Master Class
Like generations of painters before them, artists from around the globe go to Paris to copy the masterpieces at the Louvre
The Louvre has been open only a few minutes, but already crowds are sauntering through its vast galleries. Up on the second floor, in a long, redwalled room devoted to 19th-century French paintings, a group is gathering around a young woman wearing a black velvet tunic and a floor-length silk skirt. Her glossy auburn hair braided and coiled around her head, she sits on a stool before an easel, deftly applying paint to a canvas. Some of the visitors hang back, stare dubiously, then wander off. Others crowd in for a better look, glancing from the famous 19th-century painting on the wall, The Women of Algiers by Eugène Delacroix, to the copy on the easel. “Boy, she’s really good,” someone whispers. “Aw, I bet she’s doing it by the numbers,” comes the response.

Object position labeling data:
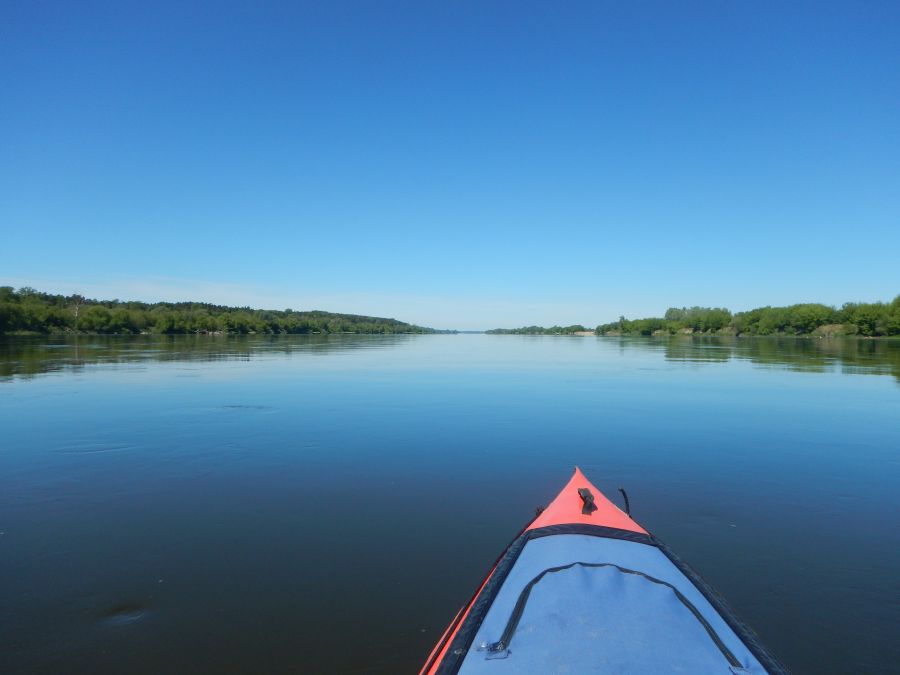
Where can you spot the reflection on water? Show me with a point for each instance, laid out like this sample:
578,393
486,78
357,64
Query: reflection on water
28,356
38,355
214,504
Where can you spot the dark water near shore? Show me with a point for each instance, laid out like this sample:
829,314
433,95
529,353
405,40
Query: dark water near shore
325,504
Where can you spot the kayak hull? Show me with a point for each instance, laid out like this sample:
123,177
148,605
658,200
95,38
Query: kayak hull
584,588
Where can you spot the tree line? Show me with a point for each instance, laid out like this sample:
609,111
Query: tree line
29,311
873,319
539,330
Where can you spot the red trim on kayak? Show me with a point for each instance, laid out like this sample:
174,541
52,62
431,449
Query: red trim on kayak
432,664
568,508
565,509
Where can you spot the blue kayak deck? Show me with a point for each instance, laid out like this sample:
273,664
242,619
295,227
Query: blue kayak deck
586,604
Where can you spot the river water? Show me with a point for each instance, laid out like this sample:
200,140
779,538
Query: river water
324,504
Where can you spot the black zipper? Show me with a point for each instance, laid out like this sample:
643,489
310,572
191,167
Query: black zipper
503,643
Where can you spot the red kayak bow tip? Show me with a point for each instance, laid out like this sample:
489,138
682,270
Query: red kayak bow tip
581,502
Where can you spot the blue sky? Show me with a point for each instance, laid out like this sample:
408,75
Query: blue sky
455,164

**Exercises**:
a - In the Master Class article, which painting is the young woman at the easel copying?
b - Continue the Master Class article beyond its final sentence.

**Answers for the tasks**:
a - The Women of Algiers by Eugène Delacroix.

b -
Sorrel Smith, a 25-year-old artist from California, is not only producing that curious paradox—an original, fully creative copy—she is also carrying on a venerable tradition. Ever since the museum opened its treasures to public view in November 1793 (one of the indisputable benefits of the French Revolution), it has allowed, even encouraged, artists to hone their skills by copying the masterpieces in its collections. Thousands have done so, including great classical painters from Turner to Ingres, Impressionists from Manet to Degas, and modernists like Chagall and Giacometti. “You have to copy and recopy the masters,” Degas insisted, “and it’s only after having proved oneself as a good copyist that you can reasonably try to do a still life of a radish.”
The Louvre’s attraction is profound. When 23-year-old Marc Chagall arrived in Paris in 1910 from Russia, he went there directly from the train station, suitcase in hand. “Going to the Louvre is like reading the Bible or Shakespeare,” he later said. Paul Cézanne regularly trekked there to copy Michelangelo, Rubens and classical Greek and Roman statues. “The Louvre is the book where we learn to read,” he declared.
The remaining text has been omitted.